Exercise aim:
Please quote the lines of the listing below word for word, starting at the line that contains "in [186, 499]." and ending at the last line of the listing, and give nothing else.
• • •
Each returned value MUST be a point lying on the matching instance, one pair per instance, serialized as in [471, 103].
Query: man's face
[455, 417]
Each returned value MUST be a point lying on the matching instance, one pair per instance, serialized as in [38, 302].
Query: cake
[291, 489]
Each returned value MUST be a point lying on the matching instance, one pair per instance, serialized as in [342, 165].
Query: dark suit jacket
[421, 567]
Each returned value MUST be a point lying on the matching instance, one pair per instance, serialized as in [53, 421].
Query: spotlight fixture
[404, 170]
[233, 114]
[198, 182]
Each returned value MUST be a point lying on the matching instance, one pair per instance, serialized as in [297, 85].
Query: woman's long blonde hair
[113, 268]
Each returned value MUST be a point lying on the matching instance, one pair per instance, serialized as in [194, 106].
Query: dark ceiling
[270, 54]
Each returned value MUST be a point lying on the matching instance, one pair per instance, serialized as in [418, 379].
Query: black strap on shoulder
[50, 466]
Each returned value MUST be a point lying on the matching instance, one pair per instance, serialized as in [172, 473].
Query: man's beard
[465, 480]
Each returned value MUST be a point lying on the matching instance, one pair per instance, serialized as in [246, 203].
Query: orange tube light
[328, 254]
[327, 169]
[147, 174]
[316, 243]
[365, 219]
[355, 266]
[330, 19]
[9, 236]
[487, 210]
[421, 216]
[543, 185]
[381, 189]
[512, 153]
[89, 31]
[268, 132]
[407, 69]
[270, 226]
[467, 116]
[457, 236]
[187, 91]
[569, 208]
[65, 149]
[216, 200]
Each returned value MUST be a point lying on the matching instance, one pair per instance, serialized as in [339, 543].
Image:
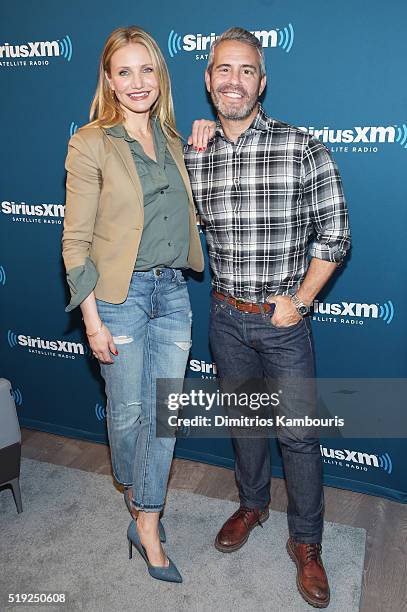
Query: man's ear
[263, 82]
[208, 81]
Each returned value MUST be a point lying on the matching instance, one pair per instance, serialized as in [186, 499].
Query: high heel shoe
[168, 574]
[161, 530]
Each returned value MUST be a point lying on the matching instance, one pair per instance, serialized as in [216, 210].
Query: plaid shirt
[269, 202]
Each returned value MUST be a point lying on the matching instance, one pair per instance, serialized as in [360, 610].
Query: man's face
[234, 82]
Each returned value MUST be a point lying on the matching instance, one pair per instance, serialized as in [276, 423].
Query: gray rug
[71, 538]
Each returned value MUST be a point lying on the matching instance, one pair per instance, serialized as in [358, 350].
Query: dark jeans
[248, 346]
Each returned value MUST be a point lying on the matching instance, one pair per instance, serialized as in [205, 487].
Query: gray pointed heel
• • •
Full output:
Each returned value MUST be a point lying on the matching instance, one pair per instance, serialized as in [186, 499].
Query: high heel shoe
[168, 574]
[161, 530]
Each returned value MUST be a point lying on the matching instance, one pair per instance, serialized as in [216, 210].
Query: plaid shirt
[269, 202]
Each returned value MUST be a point lying on the matching instance, one pair per instance, serialized as in [360, 610].
Query: man's face
[234, 82]
Each returned value MUST be a point lying on the matching instance, one pair per instance, serialized as in [276, 423].
Query: gray rug
[71, 538]
Each returned value MUST be a point lying on the matching instance, one pair per instance, serialized as in [358, 350].
Query: dark jeans
[248, 346]
Each returned value MUST be a point lying on the matching instance, one pair per instance, serialized as in [205, 487].
Query: gray pointed heel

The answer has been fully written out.